* REQUIREMENT
Count the lines in the listing below that contain the string "wick", matching case exactly, and give only the number.

* ENTRIES

----

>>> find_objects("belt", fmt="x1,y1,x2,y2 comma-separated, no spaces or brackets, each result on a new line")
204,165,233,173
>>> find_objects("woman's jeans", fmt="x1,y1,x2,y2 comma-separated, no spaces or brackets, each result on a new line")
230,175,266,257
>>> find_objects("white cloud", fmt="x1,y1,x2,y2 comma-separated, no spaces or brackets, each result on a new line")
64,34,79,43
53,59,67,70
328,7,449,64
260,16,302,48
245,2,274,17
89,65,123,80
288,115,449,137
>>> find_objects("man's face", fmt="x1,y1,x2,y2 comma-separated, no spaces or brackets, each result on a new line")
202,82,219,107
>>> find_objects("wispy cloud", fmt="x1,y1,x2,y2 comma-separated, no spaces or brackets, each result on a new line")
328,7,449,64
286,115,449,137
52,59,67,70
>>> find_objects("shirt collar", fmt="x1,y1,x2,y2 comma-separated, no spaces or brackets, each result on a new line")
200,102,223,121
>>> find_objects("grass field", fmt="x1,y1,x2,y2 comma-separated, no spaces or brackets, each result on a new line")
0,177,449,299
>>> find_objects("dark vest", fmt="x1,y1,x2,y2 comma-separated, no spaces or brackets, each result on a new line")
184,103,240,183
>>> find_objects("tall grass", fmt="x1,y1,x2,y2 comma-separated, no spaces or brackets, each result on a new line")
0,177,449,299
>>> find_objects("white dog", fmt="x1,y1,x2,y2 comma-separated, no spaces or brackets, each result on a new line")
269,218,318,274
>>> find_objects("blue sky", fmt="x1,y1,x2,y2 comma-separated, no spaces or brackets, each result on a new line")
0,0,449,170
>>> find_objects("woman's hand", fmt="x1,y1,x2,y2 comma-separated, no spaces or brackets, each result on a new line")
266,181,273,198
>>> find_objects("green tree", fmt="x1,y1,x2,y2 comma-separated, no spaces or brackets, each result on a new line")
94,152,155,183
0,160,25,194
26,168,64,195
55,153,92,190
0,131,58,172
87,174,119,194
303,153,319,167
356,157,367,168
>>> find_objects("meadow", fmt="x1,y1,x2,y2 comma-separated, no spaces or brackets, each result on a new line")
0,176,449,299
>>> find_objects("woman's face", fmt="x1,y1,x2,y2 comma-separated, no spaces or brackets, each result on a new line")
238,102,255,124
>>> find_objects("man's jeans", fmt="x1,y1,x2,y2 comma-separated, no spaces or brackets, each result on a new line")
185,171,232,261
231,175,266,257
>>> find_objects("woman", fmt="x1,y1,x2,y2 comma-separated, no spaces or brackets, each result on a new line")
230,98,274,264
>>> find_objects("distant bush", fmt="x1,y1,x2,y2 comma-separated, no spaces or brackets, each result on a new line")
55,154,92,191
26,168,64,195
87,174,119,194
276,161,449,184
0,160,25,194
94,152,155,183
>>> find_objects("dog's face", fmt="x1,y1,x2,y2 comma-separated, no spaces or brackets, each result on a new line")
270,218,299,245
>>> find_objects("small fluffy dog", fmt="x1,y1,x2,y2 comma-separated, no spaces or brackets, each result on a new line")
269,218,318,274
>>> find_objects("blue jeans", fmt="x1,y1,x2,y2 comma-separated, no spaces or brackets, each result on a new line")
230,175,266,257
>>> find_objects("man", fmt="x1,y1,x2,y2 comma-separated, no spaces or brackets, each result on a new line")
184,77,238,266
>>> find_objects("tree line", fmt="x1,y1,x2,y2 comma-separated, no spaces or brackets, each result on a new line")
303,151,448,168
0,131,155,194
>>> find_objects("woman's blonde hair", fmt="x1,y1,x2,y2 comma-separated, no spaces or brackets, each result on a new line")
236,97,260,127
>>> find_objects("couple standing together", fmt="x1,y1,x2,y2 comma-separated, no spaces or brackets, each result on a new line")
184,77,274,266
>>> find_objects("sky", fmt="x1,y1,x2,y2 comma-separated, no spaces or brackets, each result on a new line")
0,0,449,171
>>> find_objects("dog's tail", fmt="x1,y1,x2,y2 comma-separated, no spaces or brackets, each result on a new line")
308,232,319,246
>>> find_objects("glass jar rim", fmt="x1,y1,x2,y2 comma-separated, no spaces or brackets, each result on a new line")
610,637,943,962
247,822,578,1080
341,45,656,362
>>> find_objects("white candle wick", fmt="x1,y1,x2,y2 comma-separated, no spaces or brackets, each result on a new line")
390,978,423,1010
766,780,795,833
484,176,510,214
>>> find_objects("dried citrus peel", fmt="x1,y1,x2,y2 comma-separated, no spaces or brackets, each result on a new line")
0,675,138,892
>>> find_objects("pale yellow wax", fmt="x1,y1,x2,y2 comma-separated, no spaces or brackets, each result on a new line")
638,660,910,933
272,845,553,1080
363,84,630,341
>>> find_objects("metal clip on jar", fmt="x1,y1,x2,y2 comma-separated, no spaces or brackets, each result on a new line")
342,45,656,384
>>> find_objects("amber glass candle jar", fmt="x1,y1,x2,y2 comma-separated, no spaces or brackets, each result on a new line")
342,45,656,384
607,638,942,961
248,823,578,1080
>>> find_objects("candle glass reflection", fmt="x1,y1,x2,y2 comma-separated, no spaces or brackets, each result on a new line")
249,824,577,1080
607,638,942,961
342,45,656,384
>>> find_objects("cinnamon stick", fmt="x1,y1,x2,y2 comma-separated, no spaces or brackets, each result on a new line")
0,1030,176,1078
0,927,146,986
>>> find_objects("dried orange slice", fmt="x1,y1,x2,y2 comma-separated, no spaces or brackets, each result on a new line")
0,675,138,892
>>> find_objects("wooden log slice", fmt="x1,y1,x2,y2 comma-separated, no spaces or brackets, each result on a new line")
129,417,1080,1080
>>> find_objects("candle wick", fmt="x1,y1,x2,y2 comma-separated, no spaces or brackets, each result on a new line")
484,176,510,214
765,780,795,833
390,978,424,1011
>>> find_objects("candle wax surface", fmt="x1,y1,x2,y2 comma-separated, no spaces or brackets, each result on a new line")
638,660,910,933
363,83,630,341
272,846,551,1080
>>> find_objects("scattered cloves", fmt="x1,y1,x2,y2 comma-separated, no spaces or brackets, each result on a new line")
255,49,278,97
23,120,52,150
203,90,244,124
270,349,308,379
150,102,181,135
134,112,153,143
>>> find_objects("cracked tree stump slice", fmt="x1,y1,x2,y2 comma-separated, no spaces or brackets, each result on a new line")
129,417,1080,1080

----

* WRITTEN SOLUTION
2